> [THE EXERCISE]:
Turn every line of the listing below into a numbered list, leaving out blank lines.

> [INPUT ROWS]:
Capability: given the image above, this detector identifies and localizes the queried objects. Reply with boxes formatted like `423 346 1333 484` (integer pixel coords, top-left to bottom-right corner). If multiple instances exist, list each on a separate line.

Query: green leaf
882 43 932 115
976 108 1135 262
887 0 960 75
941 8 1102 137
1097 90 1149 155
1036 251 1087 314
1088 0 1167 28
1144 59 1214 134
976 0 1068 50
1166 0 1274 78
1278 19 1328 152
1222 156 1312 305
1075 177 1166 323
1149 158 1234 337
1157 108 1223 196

> [ANSWER TO THE EXERCISE]:
1. Capability: given the image above, this detector identifies and localizes the queried objects. Reply with boxes formatted like `423 346 1333 484` (integer pixel coords, top-left to bottom-right corner). If multiple instances exist, list each on a separate line.
2. Query: green leaf
3. 882 43 932 115
4. 976 108 1135 262
5. 887 0 960 75
6. 941 8 1102 137
7. 1097 90 1149 155
8. 1036 251 1087 314
9. 1088 0 1167 28
10. 1144 59 1214 134
11. 976 0 1068 50
12. 1166 0 1274 78
13. 1278 19 1328 152
14. 1222 156 1312 305
15. 1075 177 1166 323
16. 1149 158 1234 337
17. 1157 108 1223 196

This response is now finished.